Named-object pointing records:
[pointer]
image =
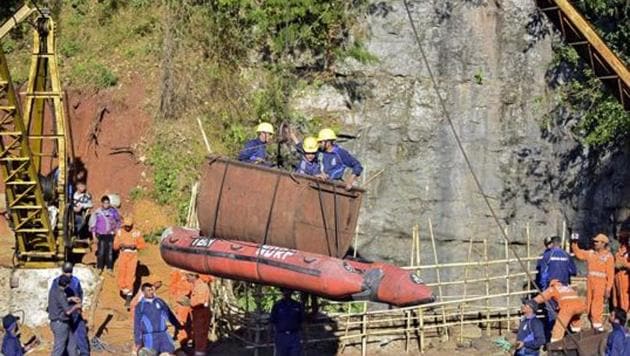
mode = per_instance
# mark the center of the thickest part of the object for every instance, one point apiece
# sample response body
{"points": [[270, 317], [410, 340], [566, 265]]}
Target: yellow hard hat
{"points": [[264, 127], [310, 145], [326, 135], [601, 238], [128, 221]]}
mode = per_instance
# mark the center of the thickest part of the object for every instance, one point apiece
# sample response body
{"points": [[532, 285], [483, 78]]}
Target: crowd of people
{"points": [[321, 157], [606, 282]]}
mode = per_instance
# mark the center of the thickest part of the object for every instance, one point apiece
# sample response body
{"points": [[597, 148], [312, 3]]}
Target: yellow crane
{"points": [[579, 34], [35, 146]]}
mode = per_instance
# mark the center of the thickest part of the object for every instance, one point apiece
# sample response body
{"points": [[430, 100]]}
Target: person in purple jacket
{"points": [[104, 223]]}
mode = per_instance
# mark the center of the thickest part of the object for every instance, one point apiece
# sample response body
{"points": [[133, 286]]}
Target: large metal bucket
{"points": [[245, 202]]}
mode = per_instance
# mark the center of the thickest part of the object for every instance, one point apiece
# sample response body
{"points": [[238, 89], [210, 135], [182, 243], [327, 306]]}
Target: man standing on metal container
{"points": [[255, 150], [335, 159]]}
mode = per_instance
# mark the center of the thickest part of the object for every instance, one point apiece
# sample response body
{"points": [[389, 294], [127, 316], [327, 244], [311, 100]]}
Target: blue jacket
{"points": [[73, 289], [254, 150], [334, 163], [11, 345], [287, 315], [150, 318], [616, 339], [532, 333], [555, 263]]}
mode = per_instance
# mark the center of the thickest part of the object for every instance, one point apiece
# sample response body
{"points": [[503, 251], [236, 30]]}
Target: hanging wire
{"points": [[471, 170]]}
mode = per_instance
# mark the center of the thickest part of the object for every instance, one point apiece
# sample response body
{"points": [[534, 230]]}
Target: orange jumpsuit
{"points": [[128, 242], [621, 287], [601, 273], [570, 307], [200, 303], [179, 288]]}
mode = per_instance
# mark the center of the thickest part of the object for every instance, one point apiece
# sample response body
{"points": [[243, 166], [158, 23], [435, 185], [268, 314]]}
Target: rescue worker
{"points": [[59, 313], [78, 326], [153, 280], [128, 240], [180, 290], [617, 337], [104, 223], [200, 306], [600, 267], [570, 308], [81, 205], [531, 335], [286, 317], [336, 159], [149, 323], [11, 344], [309, 164], [621, 287], [554, 263], [255, 150]]}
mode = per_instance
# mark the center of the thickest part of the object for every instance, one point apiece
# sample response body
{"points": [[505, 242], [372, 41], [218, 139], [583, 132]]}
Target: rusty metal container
{"points": [[239, 201]]}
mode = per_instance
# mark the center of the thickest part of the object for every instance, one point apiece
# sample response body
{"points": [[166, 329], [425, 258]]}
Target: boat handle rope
{"points": [[273, 203], [321, 208]]}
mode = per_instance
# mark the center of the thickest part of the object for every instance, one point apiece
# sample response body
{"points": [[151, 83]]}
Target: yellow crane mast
{"points": [[34, 147]]}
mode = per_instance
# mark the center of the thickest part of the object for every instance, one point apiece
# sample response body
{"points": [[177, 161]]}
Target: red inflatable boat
{"points": [[325, 276]]}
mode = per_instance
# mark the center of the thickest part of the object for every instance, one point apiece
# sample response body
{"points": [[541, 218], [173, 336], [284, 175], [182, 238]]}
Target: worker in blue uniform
{"points": [[149, 323], [554, 263], [286, 317], [309, 165], [615, 345], [531, 335], [11, 344], [335, 159], [78, 328], [255, 150]]}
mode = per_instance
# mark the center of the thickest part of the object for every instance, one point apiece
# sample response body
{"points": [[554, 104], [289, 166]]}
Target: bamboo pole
{"points": [[205, 137], [364, 329], [437, 273], [563, 236], [487, 274], [529, 282], [481, 263], [462, 306], [421, 326], [507, 283]]}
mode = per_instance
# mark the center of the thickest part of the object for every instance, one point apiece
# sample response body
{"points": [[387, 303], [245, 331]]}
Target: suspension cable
{"points": [[471, 170]]}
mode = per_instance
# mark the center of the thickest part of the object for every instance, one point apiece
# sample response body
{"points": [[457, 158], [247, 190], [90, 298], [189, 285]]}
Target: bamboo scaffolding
{"points": [[437, 273]]}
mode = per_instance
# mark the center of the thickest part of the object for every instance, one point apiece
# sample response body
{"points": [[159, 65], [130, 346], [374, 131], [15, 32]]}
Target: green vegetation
{"points": [[230, 63], [603, 120]]}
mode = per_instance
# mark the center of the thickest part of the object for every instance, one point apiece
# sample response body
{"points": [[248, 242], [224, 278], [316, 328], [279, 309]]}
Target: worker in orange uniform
{"points": [[600, 265], [621, 299], [128, 240], [180, 290], [570, 308], [200, 305]]}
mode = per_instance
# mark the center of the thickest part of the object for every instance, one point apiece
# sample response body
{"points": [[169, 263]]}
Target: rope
{"points": [[336, 220], [321, 208], [470, 167], [216, 209]]}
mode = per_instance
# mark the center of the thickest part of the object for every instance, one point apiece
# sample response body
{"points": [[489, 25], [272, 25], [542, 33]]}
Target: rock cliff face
{"points": [[490, 59]]}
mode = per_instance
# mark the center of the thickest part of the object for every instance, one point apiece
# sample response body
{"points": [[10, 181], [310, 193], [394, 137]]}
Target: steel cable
{"points": [[471, 169]]}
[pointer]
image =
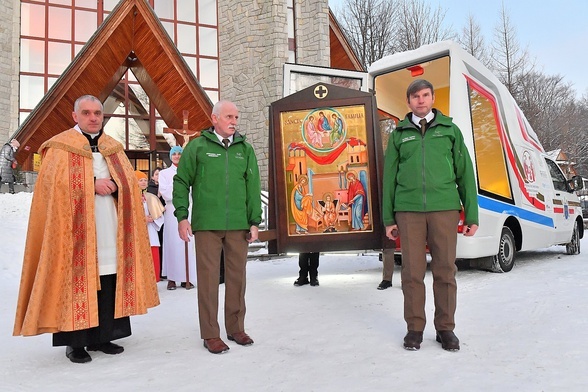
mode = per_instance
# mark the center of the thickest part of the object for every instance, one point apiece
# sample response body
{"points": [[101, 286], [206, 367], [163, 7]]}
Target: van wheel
{"points": [[504, 260], [573, 247]]}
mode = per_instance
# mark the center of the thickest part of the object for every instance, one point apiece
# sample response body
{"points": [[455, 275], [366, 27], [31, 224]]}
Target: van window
{"points": [[559, 181], [490, 160]]}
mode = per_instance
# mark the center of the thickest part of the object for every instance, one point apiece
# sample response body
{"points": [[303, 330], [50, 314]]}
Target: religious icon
{"points": [[327, 170]]}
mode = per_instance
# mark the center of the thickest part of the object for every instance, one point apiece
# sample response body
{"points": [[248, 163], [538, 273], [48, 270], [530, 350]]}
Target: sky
{"points": [[555, 32], [522, 331]]}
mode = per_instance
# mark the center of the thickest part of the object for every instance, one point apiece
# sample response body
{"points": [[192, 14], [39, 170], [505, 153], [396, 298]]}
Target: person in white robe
{"points": [[154, 216], [175, 249]]}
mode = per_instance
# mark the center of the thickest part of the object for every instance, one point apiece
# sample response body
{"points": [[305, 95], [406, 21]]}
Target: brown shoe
{"points": [[241, 338], [413, 340], [448, 340], [216, 345]]}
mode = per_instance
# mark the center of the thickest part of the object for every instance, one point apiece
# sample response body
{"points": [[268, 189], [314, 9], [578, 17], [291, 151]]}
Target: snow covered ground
{"points": [[520, 331]]}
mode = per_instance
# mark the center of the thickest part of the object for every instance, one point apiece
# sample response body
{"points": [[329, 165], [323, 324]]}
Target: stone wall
{"points": [[253, 46], [9, 64]]}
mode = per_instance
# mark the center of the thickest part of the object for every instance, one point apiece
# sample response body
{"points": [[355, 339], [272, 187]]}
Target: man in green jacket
{"points": [[428, 177], [220, 169]]}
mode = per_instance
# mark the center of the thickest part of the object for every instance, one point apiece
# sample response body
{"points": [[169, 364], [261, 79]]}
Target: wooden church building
{"points": [[157, 65]]}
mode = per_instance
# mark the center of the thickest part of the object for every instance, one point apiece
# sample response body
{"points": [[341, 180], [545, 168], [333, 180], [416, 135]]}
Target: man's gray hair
{"points": [[86, 98], [418, 85]]}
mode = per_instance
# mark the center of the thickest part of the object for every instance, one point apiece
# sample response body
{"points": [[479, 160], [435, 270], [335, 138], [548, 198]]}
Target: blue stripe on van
{"points": [[505, 208]]}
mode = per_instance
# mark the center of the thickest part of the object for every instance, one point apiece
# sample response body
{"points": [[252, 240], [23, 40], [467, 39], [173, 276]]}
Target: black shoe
{"points": [[107, 348], [413, 340], [300, 282], [77, 354], [385, 284], [448, 340]]}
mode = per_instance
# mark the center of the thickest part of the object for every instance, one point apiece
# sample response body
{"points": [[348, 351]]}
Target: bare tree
{"points": [[509, 60], [369, 26], [473, 42], [419, 24]]}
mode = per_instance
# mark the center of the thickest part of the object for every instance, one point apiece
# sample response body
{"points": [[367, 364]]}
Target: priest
{"points": [[87, 263]]}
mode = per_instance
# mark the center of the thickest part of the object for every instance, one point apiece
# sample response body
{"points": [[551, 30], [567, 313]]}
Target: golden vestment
{"points": [[60, 279]]}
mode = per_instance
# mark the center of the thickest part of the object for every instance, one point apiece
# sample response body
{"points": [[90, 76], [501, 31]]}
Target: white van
{"points": [[525, 200]]}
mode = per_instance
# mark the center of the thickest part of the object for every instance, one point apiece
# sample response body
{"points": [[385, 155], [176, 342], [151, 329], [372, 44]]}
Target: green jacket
{"points": [[421, 172], [225, 184]]}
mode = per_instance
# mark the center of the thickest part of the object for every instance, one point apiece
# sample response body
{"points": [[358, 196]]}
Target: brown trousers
{"points": [[388, 264], [438, 230], [209, 245]]}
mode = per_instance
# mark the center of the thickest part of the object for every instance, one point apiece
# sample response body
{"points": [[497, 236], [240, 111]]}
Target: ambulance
{"points": [[525, 201]]}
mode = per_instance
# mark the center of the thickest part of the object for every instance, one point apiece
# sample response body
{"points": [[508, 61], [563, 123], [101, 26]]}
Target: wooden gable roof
{"points": [[131, 37]]}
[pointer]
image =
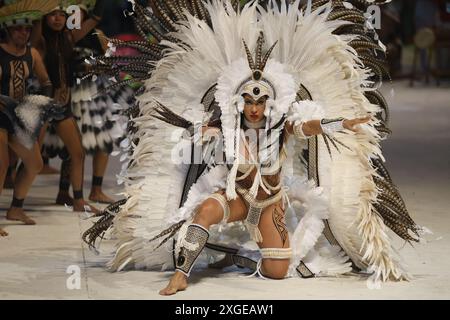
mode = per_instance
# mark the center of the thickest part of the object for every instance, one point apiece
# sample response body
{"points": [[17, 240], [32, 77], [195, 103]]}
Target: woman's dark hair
{"points": [[58, 47]]}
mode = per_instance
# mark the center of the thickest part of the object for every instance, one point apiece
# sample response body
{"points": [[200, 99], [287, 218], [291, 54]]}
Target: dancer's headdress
{"points": [[24, 12]]}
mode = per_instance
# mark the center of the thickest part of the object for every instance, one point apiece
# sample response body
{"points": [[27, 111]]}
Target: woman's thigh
{"points": [[275, 235]]}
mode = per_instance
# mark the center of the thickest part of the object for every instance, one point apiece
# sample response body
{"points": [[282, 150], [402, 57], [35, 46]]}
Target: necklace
{"points": [[255, 125]]}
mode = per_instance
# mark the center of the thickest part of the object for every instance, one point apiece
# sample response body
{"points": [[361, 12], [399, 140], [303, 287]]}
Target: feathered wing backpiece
{"points": [[327, 55]]}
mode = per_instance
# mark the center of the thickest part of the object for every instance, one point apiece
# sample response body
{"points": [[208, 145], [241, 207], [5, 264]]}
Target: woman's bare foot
{"points": [[178, 282], [46, 169], [100, 197], [17, 214], [64, 198], [82, 206]]}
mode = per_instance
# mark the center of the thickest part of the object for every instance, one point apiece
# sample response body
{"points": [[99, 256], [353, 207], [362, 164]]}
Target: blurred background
{"points": [[415, 32]]}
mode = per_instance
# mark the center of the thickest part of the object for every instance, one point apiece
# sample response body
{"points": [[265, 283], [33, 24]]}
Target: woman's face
{"points": [[254, 110], [56, 20]]}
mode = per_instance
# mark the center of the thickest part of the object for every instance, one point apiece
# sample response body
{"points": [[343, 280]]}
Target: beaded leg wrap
{"points": [[223, 203], [276, 253], [191, 244], [255, 208], [271, 253]]}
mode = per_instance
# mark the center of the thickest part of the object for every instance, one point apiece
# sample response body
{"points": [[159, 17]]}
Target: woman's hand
{"points": [[351, 124]]}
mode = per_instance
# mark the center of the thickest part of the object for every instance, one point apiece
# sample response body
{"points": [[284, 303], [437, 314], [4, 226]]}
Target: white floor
{"points": [[34, 260]]}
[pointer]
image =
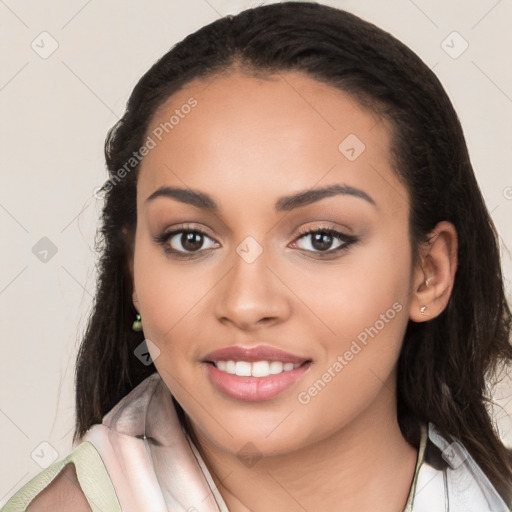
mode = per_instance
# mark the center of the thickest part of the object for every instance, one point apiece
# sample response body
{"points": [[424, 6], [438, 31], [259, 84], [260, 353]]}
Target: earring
{"points": [[137, 323]]}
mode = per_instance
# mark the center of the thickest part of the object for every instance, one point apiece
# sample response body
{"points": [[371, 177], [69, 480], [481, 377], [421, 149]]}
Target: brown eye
{"points": [[184, 242], [321, 241]]}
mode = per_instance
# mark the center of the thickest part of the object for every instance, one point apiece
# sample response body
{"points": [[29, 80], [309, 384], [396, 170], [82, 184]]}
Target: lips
{"points": [[253, 354], [250, 387]]}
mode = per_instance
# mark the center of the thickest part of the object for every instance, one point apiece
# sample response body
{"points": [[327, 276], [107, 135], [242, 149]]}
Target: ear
{"points": [[434, 276]]}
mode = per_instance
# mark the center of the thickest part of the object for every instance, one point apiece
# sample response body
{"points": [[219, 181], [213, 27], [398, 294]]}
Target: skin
{"points": [[248, 142]]}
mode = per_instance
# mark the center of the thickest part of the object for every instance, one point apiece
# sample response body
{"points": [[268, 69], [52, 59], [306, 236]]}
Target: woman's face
{"points": [[265, 152]]}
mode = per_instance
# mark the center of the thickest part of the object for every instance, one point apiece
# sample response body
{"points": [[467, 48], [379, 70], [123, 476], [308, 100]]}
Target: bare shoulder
{"points": [[63, 494]]}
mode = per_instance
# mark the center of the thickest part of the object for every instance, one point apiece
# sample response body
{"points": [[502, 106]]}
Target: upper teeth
{"points": [[256, 369]]}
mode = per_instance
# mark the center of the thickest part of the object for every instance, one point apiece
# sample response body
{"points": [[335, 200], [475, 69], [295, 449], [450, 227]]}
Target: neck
{"points": [[365, 463]]}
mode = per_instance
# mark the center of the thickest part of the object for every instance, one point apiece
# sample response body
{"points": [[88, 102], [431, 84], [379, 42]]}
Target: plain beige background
{"points": [[55, 111]]}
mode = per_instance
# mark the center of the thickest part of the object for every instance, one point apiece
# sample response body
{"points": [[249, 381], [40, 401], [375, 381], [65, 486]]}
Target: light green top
{"points": [[97, 485], [92, 476]]}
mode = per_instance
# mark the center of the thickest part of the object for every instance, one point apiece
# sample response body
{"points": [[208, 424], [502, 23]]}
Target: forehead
{"points": [[283, 132]]}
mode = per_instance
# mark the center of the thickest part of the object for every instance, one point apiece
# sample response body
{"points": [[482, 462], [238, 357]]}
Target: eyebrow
{"points": [[283, 204]]}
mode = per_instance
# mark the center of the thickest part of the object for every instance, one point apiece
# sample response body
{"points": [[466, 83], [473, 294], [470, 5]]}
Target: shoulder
{"points": [[70, 484], [63, 494]]}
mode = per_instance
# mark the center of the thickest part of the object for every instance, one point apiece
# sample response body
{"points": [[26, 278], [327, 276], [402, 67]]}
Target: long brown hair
{"points": [[447, 364]]}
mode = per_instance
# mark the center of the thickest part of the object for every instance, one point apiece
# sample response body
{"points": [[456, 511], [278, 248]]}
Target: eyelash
{"points": [[303, 233]]}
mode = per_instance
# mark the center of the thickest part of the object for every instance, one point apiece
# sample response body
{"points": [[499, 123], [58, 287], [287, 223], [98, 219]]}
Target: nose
{"points": [[252, 294]]}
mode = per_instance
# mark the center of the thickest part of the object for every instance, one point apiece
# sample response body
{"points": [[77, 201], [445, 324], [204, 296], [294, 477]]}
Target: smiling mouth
{"points": [[255, 369]]}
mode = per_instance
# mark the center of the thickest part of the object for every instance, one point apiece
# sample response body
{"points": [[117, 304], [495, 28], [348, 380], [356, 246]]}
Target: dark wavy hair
{"points": [[447, 364]]}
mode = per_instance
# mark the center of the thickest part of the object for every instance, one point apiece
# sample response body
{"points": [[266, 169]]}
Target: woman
{"points": [[300, 287]]}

▶ TO BE DONE: State how many lines of the records contain the string "brown", giving only the number; case counts.

▶ ANSWER TO THE PROBLEM: 4